◆ Entries provided ◆
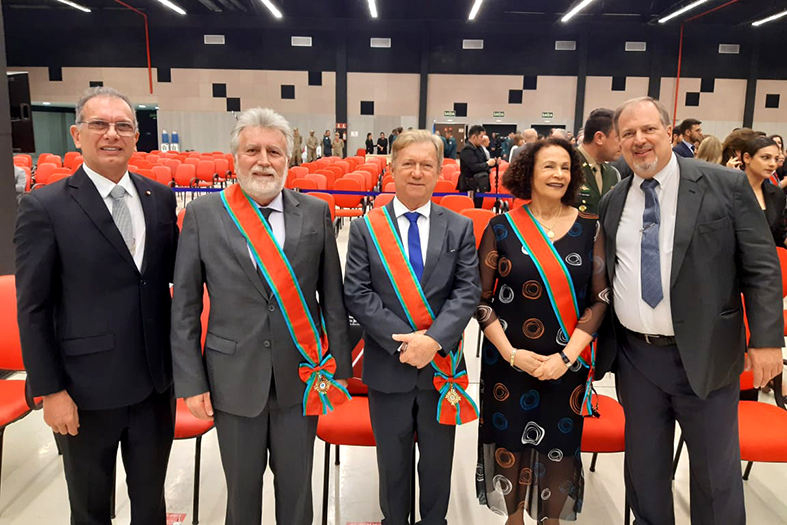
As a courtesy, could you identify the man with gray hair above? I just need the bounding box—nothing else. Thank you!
[171,108,352,525]
[14,87,178,525]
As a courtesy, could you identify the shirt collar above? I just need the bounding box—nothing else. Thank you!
[82,164,137,199]
[393,197,432,219]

◆ Task details ◆
Show every line in the listing above that contains the word "nothing", treating uppercase and lowercase as distinct, and copy each such line in full.

◆ Answer to the task ◆
As a courtesy, could you identify the man with gray hair above? I just need the bounding box—nothing else. Thank you!
As a courtesy, could you identify the shirt collar above? I just need the bounding box—nothing else. Thank you!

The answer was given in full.